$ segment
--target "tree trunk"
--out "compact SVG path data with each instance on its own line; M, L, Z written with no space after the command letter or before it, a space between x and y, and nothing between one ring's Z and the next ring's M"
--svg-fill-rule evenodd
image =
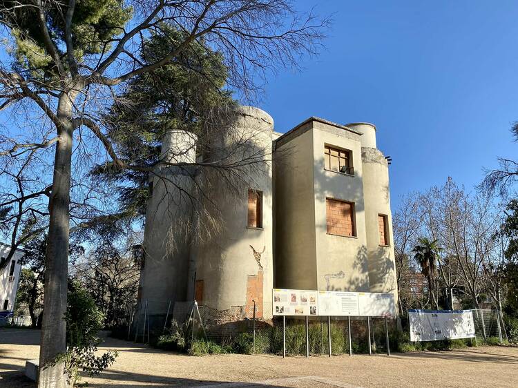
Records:
M39 388L67 387L62 363L56 357L66 351L66 291L70 235L70 190L72 161L72 101L63 93L57 115L61 128L56 146L52 195L49 200L50 224L47 240L43 324L39 351Z

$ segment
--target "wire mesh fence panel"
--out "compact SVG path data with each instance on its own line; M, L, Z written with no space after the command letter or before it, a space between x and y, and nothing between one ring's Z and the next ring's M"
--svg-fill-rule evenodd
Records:
M485 342L490 338L499 339L502 328L496 310L474 309L473 322L477 341Z

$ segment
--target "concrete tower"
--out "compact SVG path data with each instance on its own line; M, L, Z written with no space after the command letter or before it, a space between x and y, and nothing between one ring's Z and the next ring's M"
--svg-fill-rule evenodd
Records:
M388 162L376 144L376 126L347 124L362 134L361 160L371 292L397 292ZM397 300L397 295L395 295Z
M233 136L224 139L226 147L233 149L237 139L246 139L243 151L264 151L270 159L271 117L249 106L241 107L238 116ZM241 157L240 153L236 153ZM196 263L195 298L204 308L210 309L215 324L251 318L253 301L258 318L271 314L271 164L255 166L247 173L249 186L240 187L237 195L229 193L224 180L215 181L211 200L220 211L221 231L193 253Z
M162 146L165 162L191 163L195 159L196 137L184 130L166 133ZM150 316L165 314L169 301L186 300L189 269L189 236L182 225L191 217L186 193L192 180L185 169L167 166L157 167L161 176L150 176L152 195L148 202L144 229L144 262L140 277L140 299L149 305ZM143 313L143 311L141 311Z

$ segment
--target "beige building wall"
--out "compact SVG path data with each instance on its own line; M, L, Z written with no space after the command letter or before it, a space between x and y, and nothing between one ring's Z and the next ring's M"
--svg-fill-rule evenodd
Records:
M368 291L360 135L343 127L315 122L313 137L318 289ZM324 168L324 147L326 145L352 151L354 175ZM354 204L355 237L327 233L327 198Z
M162 153L167 162L192 162L195 137L182 130L168 132ZM185 152L187 150L187 152ZM174 167L159 166L161 176L150 178L153 195L148 202L144 228L144 267L141 273L140 298L152 313L165 313L168 302L186 300L189 244L182 224L191 215L190 202L178 187L189 191L192 182Z
M325 170L325 146L352 152L354 175ZM276 141L276 154L291 151L275 159L276 287L395 292L388 168L376 146L374 126L316 117ZM327 198L354 204L355 236L327 232ZM378 214L388 246L379 246Z
M277 142L274 155L276 287L317 287L311 124Z
M238 127L271 159L274 120L265 112L242 107ZM271 162L258 171L251 170L249 187L240 188L237 196L216 181L211 192L214 206L222 215L222 231L215 238L196 248L196 280L202 288L202 304L219 311L249 307L251 298L262 312L271 315L273 265L273 192ZM248 189L262 192L262 227L247 226ZM255 250L255 254L254 254ZM258 260L259 262L258 262ZM255 295L255 296L253 296ZM264 308L266 307L266 308ZM247 313L247 311L244 311Z

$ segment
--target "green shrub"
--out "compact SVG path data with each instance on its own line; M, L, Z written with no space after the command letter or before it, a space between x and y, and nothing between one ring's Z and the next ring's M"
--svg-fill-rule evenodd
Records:
M212 341L195 340L191 344L189 353L191 356L207 356L207 354L227 354L231 349L229 347L222 346Z
M152 346L164 350L185 351L190 341L189 325L189 322L179 324L178 322L173 320L168 334L154 336L157 340L155 344L152 344Z
M518 344L518 318L505 315L503 321L506 324L506 331L509 342Z
M484 342L486 345L508 345L509 342L506 341L505 338L500 342L499 337L488 337Z
M75 385L79 380L79 369L92 376L98 374L115 360L118 353L108 351L101 356L95 356L100 339L97 333L103 327L104 316L95 301L78 282L68 284L66 321L66 353L56 358L63 362L64 372L68 383Z

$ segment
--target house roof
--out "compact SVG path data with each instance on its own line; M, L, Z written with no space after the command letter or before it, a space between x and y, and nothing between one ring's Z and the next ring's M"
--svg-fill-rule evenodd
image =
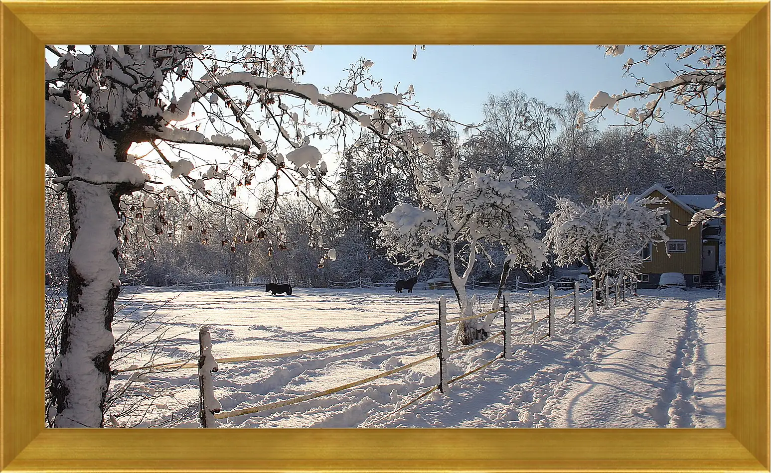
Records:
M685 200L682 200L681 197L686 197L686 196L690 196L690 197L704 197L704 196L675 196L675 194L672 193L671 192L669 192L668 190L667 190L666 189L665 189L664 186L662 186L661 184L656 183L656 184L654 184L654 185L651 186L650 187L648 187L645 192L643 192L639 196L635 196L635 200L637 200L637 199L645 199L645 197L650 196L654 191L656 191L656 190L658 190L659 193L661 193L662 195L663 195L665 197L666 197L668 200L669 200L672 203L675 203L675 204L678 205L678 206L682 207L684 210L685 210L686 212L688 212L689 213L695 213L696 211L698 210L700 210L700 209L695 209L694 207L692 207ZM630 198L631 198L631 196L629 196ZM714 196L712 196L712 200L714 200ZM709 207L711 207L711 206L709 206ZM709 208L709 207L702 207L702 208Z
M697 210L711 209L715 206L717 202L717 194L704 194L702 196L678 196L678 199L682 200L691 207Z

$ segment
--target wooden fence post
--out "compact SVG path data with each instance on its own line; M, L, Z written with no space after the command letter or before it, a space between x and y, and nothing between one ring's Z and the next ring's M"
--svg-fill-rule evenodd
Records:
M527 291L527 297L530 297L530 325L533 326L533 343L538 343L538 336L536 334L536 326L535 326L535 307L533 307L533 291Z
M578 323L578 281L576 281L575 289L573 290L573 323Z
M591 314L597 315L597 281L591 280Z
M439 298L439 391L442 393L447 393L449 388L447 386L447 357L449 356L449 348L447 346L447 297L442 296Z
M549 337L554 334L554 287L549 286Z
M609 304L610 302L611 302L608 300L608 285L609 284L608 283L608 277L606 276L605 277L605 297L604 297L604 299L603 299L603 301L602 301L603 305L604 305L606 307L608 307L608 304Z
M506 303L506 294L503 297L503 357L511 357L511 314L509 313L509 305Z
M198 385L200 388L198 401L199 418L201 427L216 428L214 414L222 409L220 402L214 398L214 383L211 374L217 371L217 361L211 354L211 335L208 327L202 327L198 330L200 355L198 357Z

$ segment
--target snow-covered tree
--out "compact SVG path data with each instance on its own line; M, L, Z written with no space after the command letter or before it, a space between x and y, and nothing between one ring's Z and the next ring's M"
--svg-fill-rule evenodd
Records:
M624 73L637 80L638 90L625 90L622 93L610 94L600 91L589 103L593 116L583 112L577 116L577 126L591 121L606 109L625 116L627 125L633 126L645 133L651 123L663 122L665 112L662 102L669 100L672 105L681 106L695 116L695 125L690 133L695 137L702 129L715 134L722 146L704 149L700 156L702 166L720 174L726 169L726 45L643 45L639 46L641 57L630 57L624 64ZM623 45L608 45L605 55L618 56L625 53ZM668 65L672 75L665 80L651 81L632 72L640 64L671 54L682 65ZM645 108L632 107L623 111L621 102L635 98L648 100ZM696 140L695 140L696 141ZM690 226L695 226L710 218L724 218L725 193L720 193L718 203L712 208L694 216Z
M653 198L631 200L628 194L596 198L588 206L557 199L544 243L555 264L586 264L598 285L606 276L635 277L646 257L643 248L668 240L662 216L669 210L654 206L659 203Z
M530 185L529 178L515 178L510 168L463 174L453 158L449 176L418 186L418 206L400 203L383 216L380 243L405 266L419 267L433 258L445 261L465 313L466 283L474 263L478 256L489 260L483 243L502 245L512 266L540 267L545 262L534 221L540 210L527 198ZM467 330L470 326L459 327L466 344L474 335Z
M362 128L404 154L418 155L423 145L398 130L402 94L359 96L356 80L327 94L300 83L299 54L310 47L243 46L220 58L203 46L47 49L45 159L66 186L71 229L51 388L58 427L103 425L120 290L118 237L122 220L146 224L144 213L130 215L121 205L124 196L185 191L221 206L210 190L217 183L233 194L262 183L276 197L288 186L322 208L319 196L330 188L325 145L340 149L340 137ZM372 65L362 60L356 70ZM270 221L274 208L251 213L254 226ZM278 243L283 236L272 237Z

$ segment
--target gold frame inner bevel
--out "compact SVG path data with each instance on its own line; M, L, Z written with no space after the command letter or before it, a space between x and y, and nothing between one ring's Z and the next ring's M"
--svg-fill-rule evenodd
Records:
M769 471L767 2L0 3L0 468ZM726 428L44 428L43 46L148 43L728 45Z

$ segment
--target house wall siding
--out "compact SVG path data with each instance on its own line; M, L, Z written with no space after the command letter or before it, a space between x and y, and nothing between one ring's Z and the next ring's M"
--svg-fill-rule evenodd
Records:
M658 191L651 193L651 197L664 199ZM663 273L682 273L683 274L702 273L702 229L696 226L688 228L692 214L680 206L667 201L660 206L669 209L669 226L665 232L670 240L685 240L685 253L670 253L667 256L665 243L653 245L651 260L642 265L642 273L662 274Z

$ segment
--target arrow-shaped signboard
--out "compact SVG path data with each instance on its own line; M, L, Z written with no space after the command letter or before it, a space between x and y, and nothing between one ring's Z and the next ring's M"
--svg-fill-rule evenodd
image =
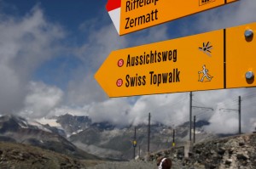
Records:
M256 23L113 51L95 77L109 97L253 87L253 31Z
M119 35L162 24L238 0L108 0L107 10Z

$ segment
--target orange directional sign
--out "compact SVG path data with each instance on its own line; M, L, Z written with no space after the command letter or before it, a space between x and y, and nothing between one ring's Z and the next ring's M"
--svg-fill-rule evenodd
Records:
M256 24L113 51L95 77L109 97L253 87L256 42L247 30Z
M108 0L107 10L119 35L148 28L238 0Z

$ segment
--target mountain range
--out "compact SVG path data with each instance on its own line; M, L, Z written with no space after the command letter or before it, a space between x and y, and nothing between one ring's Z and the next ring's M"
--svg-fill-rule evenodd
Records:
M50 122L55 121L55 127ZM108 121L92 122L89 116L66 114L44 118L44 124L14 115L0 116L0 141L21 143L50 149L79 159L130 160L148 152L148 125L116 127ZM196 122L196 141L217 138L207 133L208 121ZM134 138L136 127L136 139ZM176 145L183 145L189 138L189 122L176 127L162 124L150 126L150 152L170 148L175 129ZM136 149L133 141L137 141Z

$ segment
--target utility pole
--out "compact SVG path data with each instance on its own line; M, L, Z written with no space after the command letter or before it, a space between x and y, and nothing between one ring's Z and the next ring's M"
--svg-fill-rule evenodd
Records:
M150 144L150 113L148 114L148 154L149 155L149 144Z
M138 155L139 155L139 159L141 158L141 146L139 145L139 152L138 152Z
M211 107L200 107L200 106L192 106L193 108L199 108L199 109L205 109L205 110L214 110ZM201 114L199 114L201 115ZM195 115L194 115L194 144L195 143Z
M172 147L175 146L175 130L173 129L173 139L172 139Z
M239 121L239 128L238 133L241 134L241 96L238 97L238 121Z
M192 140L192 136L191 136L191 130L192 130L192 92L189 93L189 141Z
M238 134L241 134L241 96L238 96L238 110L220 108L219 110L238 111Z
M194 144L195 143L195 115L194 115Z
M135 150L136 150L137 142L136 142L136 127L134 127L134 140L133 140L133 159L135 159Z

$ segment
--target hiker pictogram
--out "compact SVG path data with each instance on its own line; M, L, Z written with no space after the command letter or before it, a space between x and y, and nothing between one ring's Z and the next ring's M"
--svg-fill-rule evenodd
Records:
M206 65L204 65L202 66L203 70L201 71L198 71L198 82L211 82L212 77L209 73L208 73L208 70L206 68ZM202 74L202 76L201 77L201 74ZM205 78L207 78L207 80L205 81Z
M206 54L207 54L208 56L212 56L211 54L211 50L212 49L212 45L211 45L210 42L207 42L207 44L205 44L205 42L203 42L203 46L198 48L199 50L202 51L203 53L205 53Z

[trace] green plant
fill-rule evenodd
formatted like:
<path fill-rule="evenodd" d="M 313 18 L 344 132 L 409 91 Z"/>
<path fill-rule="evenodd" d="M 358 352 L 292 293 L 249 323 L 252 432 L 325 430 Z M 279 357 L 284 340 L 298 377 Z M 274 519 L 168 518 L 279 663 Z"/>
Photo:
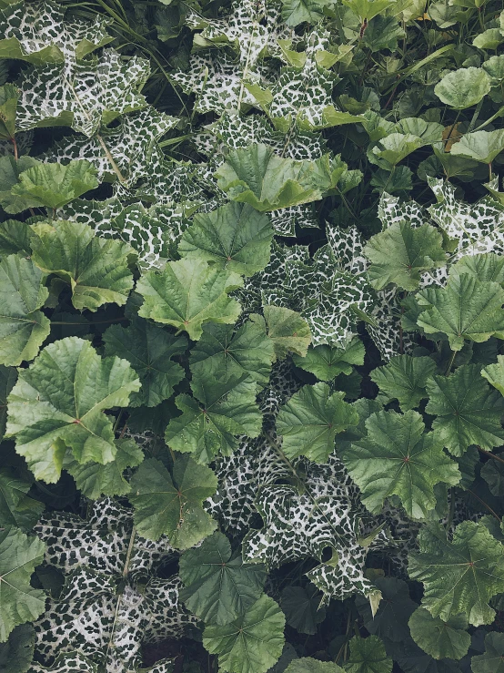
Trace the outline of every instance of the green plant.
<path fill-rule="evenodd" d="M 499 669 L 501 7 L 0 32 L 0 668 Z"/>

* * * * * * * * *

:: WRITTEN PROBLEM ::
Render the records as a JSON list of strings, one string per line and no blank lines, starting at the very first line and ending at the line containing "M485 342L490 338L499", both included. Omit the pictures.

:: RESPONSE TO THIS TASK ::
[
  "$ segment",
  "--target \"tree trunk\"",
  "--out \"compact SVG path data with each instance on its own line; M, L, Z written with no space after the command letter or before it, a space between x and y, and nothing between one ring's Z and the next ring's M\"",
  "--svg-fill-rule evenodd",
  "image =",
  "Records:",
  "M39 388L67 387L62 363L56 357L66 351L66 291L70 235L70 190L72 161L72 101L63 93L57 115L61 128L56 146L52 195L49 200L50 224L47 240L43 324L39 351Z",
  "$ segment",
  "--target \"wire mesh fence panel\"",
  "--out \"compact SVG path data with each instance on its own line; M, L, Z written with no space after the command letter or before it, a space between x and y, and nothing between one ring's Z and the next ring's M\"",
  "--svg-fill-rule evenodd",
  "Records:",
  "M485 342L490 338L499 339L502 328L496 310L474 309L473 322L477 341Z"
]